→ Problem statement
Quote the lines from the line holding "Target: brown football" to the very end of the listing, exactly, and no others.

[Collected data entries]
+++++

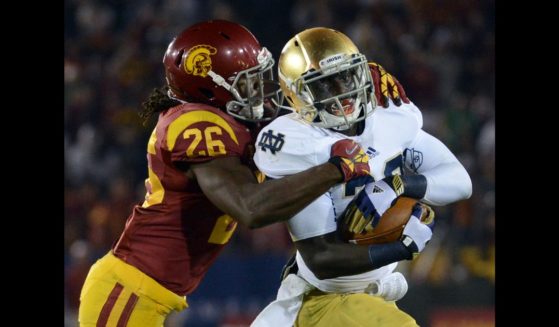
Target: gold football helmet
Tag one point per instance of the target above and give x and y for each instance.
(326, 79)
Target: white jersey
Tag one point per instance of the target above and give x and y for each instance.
(289, 145)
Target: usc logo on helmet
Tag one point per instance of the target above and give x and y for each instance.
(198, 61)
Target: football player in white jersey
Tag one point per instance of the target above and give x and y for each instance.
(337, 94)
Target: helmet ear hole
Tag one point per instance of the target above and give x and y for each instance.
(179, 59)
(207, 93)
(225, 35)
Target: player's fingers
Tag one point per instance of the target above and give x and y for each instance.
(356, 218)
(361, 225)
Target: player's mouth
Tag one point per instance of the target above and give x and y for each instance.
(348, 107)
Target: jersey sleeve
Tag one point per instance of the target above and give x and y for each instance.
(318, 218)
(284, 148)
(200, 136)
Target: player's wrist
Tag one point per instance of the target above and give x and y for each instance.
(337, 162)
(410, 246)
(414, 186)
(383, 254)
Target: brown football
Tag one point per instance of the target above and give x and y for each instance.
(390, 226)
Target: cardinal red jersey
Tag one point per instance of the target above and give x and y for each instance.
(176, 234)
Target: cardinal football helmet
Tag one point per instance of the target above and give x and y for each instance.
(326, 79)
(222, 64)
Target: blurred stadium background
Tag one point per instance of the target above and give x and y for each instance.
(441, 51)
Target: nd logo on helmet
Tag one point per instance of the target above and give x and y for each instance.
(198, 61)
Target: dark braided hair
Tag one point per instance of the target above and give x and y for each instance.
(157, 101)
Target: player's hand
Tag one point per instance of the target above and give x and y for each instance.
(418, 231)
(289, 268)
(387, 86)
(371, 202)
(350, 159)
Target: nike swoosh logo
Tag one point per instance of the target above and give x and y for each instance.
(352, 150)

+++++

→ Response for this exercise
Target: brown football
Tag one point per instance of the target above and give x and y for each instance.
(390, 226)
Target: cardinal red jersey
Tag one point per instance of the target above and give x and y for each instance.
(176, 234)
Target: cardinal football helmet
Tag one point per instance of the target above and give x and y for each instance.
(326, 79)
(222, 64)
Target: blurred stadium background
Tag one point per instance of the target above and give x and y for each instance.
(441, 51)
Target: nd logo on helmet
Tag one point per instance of the target above and give x and y for each instance.
(198, 61)
Target: dark braided hair
Tag one point per instance of the target above and give x and y for each instance.
(157, 101)
Target: player's hand
Tag one point per instance of the target above and give x and y for each instance.
(418, 231)
(289, 268)
(387, 86)
(371, 202)
(350, 159)
Target: nike swoosh logo
Tag one point per instance of the target above and give x and y for each instance.
(352, 150)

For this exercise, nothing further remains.